Required work → Reproduce word for word the stretch of rows from the line containing "fender in this photo." through the end of the rows, both ends included. Leave the pictures out of your copy.

Stored records →
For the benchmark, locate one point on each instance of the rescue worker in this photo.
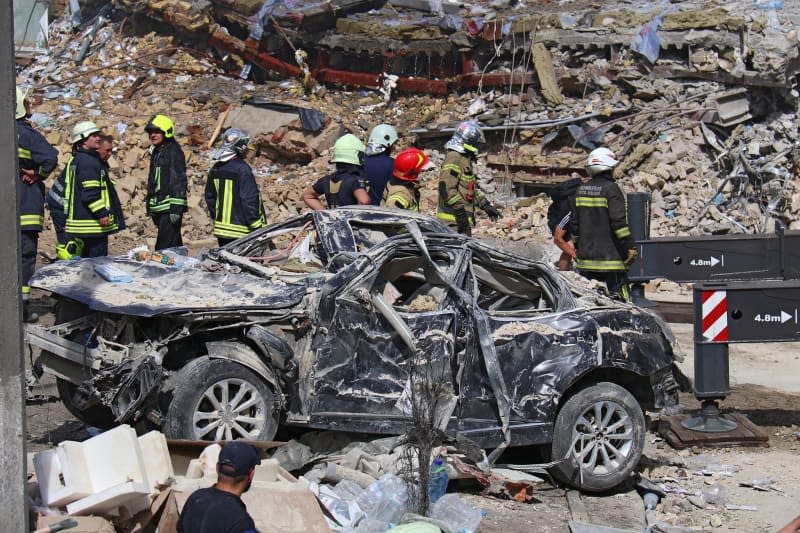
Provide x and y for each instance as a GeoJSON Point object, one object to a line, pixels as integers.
{"type": "Point", "coordinates": [166, 182]}
{"type": "Point", "coordinates": [90, 199]}
{"type": "Point", "coordinates": [558, 215]}
{"type": "Point", "coordinates": [378, 164]}
{"type": "Point", "coordinates": [346, 186]}
{"type": "Point", "coordinates": [402, 190]}
{"type": "Point", "coordinates": [605, 247]}
{"type": "Point", "coordinates": [459, 194]}
{"type": "Point", "coordinates": [37, 159]}
{"type": "Point", "coordinates": [219, 508]}
{"type": "Point", "coordinates": [232, 195]}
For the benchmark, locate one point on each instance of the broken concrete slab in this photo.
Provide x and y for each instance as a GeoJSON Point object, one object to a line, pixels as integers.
{"type": "Point", "coordinates": [86, 524]}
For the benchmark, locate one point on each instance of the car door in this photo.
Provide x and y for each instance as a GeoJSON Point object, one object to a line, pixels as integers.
{"type": "Point", "coordinates": [392, 319]}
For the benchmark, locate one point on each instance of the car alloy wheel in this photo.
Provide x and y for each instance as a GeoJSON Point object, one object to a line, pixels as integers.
{"type": "Point", "coordinates": [598, 437]}
{"type": "Point", "coordinates": [230, 409]}
{"type": "Point", "coordinates": [602, 438]}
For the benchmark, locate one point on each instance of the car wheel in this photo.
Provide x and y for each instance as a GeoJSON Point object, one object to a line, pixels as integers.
{"type": "Point", "coordinates": [600, 432]}
{"type": "Point", "coordinates": [95, 415]}
{"type": "Point", "coordinates": [216, 399]}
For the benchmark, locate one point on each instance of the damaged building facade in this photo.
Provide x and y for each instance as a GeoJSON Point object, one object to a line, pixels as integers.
{"type": "Point", "coordinates": [317, 322]}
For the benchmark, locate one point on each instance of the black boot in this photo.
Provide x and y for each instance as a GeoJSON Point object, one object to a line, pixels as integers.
{"type": "Point", "coordinates": [28, 316]}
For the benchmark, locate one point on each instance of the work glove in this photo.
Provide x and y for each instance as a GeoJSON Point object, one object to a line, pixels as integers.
{"type": "Point", "coordinates": [632, 255]}
{"type": "Point", "coordinates": [462, 221]}
{"type": "Point", "coordinates": [491, 211]}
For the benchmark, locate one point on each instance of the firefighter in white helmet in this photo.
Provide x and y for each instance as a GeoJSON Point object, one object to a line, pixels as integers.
{"type": "Point", "coordinates": [605, 247]}
{"type": "Point", "coordinates": [459, 194]}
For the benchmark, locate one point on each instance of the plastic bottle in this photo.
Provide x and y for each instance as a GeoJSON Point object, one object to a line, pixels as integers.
{"type": "Point", "coordinates": [457, 514]}
{"type": "Point", "coordinates": [437, 480]}
{"type": "Point", "coordinates": [113, 274]}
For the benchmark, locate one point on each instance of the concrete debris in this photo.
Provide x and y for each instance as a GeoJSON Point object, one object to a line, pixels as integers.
{"type": "Point", "coordinates": [277, 501]}
{"type": "Point", "coordinates": [580, 72]}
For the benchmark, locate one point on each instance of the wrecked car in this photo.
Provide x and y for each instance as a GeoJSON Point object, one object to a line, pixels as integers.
{"type": "Point", "coordinates": [321, 321]}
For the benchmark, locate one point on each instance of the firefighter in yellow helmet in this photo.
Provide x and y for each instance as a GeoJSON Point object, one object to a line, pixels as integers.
{"type": "Point", "coordinates": [37, 159]}
{"type": "Point", "coordinates": [459, 194]}
{"type": "Point", "coordinates": [402, 191]}
{"type": "Point", "coordinates": [166, 182]}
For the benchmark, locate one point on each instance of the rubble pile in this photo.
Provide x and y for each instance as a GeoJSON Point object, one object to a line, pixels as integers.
{"type": "Point", "coordinates": [702, 115]}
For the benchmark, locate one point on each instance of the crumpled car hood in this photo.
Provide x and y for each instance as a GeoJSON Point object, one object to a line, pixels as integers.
{"type": "Point", "coordinates": [158, 289]}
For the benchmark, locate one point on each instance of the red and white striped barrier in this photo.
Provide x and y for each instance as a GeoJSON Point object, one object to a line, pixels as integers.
{"type": "Point", "coordinates": [715, 316]}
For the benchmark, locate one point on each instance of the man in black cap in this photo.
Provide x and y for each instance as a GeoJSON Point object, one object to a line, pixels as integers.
{"type": "Point", "coordinates": [219, 509]}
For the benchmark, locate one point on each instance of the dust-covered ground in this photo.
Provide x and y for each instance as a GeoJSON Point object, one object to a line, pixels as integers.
{"type": "Point", "coordinates": [764, 387]}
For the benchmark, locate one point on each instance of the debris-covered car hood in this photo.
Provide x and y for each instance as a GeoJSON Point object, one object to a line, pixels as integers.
{"type": "Point", "coordinates": [157, 289]}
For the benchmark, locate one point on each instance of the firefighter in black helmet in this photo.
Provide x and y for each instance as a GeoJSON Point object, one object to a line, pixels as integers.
{"type": "Point", "coordinates": [37, 159]}
{"type": "Point", "coordinates": [166, 182]}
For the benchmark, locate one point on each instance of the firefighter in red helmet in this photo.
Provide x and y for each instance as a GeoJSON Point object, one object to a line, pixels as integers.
{"type": "Point", "coordinates": [401, 190]}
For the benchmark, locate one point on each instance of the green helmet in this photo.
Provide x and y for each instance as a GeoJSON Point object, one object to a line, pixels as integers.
{"type": "Point", "coordinates": [161, 123]}
{"type": "Point", "coordinates": [82, 130]}
{"type": "Point", "coordinates": [348, 149]}
{"type": "Point", "coordinates": [20, 104]}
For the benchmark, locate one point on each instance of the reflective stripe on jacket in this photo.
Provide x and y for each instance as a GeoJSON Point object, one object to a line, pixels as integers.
{"type": "Point", "coordinates": [166, 182]}
{"type": "Point", "coordinates": [233, 199]}
{"type": "Point", "coordinates": [34, 153]}
{"type": "Point", "coordinates": [599, 225]}
{"type": "Point", "coordinates": [89, 195]}
{"type": "Point", "coordinates": [458, 187]}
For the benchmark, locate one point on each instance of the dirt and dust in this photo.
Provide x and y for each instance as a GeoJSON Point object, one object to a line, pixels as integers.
{"type": "Point", "coordinates": [763, 388]}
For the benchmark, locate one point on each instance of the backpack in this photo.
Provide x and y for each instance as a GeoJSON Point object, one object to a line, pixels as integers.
{"type": "Point", "coordinates": [563, 198]}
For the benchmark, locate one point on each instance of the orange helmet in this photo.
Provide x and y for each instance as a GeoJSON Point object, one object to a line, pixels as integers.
{"type": "Point", "coordinates": [409, 163]}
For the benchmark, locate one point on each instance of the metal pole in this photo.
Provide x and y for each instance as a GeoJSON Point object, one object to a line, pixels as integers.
{"type": "Point", "coordinates": [13, 508]}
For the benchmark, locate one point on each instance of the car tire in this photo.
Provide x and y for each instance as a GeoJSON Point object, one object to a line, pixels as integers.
{"type": "Point", "coordinates": [598, 456]}
{"type": "Point", "coordinates": [97, 415]}
{"type": "Point", "coordinates": [217, 399]}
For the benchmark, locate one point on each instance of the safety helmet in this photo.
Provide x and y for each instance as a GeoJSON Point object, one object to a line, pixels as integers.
{"type": "Point", "coordinates": [82, 130]}
{"type": "Point", "coordinates": [161, 123]}
{"type": "Point", "coordinates": [466, 138]}
{"type": "Point", "coordinates": [348, 149]}
{"type": "Point", "coordinates": [21, 95]}
{"type": "Point", "coordinates": [234, 143]}
{"type": "Point", "coordinates": [600, 160]}
{"type": "Point", "coordinates": [381, 138]}
{"type": "Point", "coordinates": [409, 163]}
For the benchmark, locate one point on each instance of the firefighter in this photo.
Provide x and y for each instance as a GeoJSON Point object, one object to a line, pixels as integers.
{"type": "Point", "coordinates": [605, 247]}
{"type": "Point", "coordinates": [37, 159]}
{"type": "Point", "coordinates": [232, 196]}
{"type": "Point", "coordinates": [166, 182]}
{"type": "Point", "coordinates": [378, 164]}
{"type": "Point", "coordinates": [90, 199]}
{"type": "Point", "coordinates": [459, 194]}
{"type": "Point", "coordinates": [402, 191]}
{"type": "Point", "coordinates": [346, 186]}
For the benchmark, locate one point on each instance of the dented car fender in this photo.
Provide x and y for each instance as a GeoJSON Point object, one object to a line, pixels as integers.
{"type": "Point", "coordinates": [244, 355]}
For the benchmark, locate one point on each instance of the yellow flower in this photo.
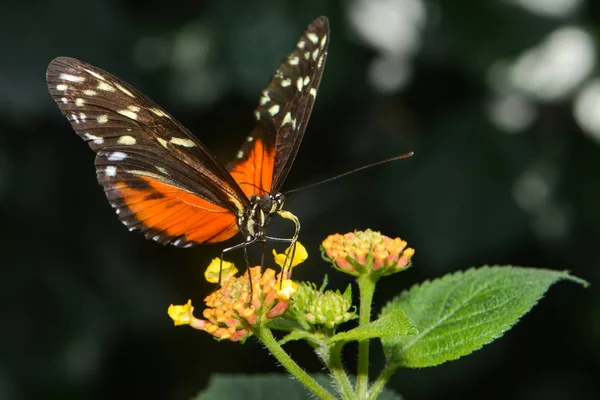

Solution to this problem →
For the benchmark, locate one point on each instance of the dented car fender in this photo.
Provide x and y for each instance as a GeoJSON Point object, one object to a line, pixels as integers.
{"type": "Point", "coordinates": [244, 355]}
For the benchmark, locate one point on each instance of the yellow flower in this photo.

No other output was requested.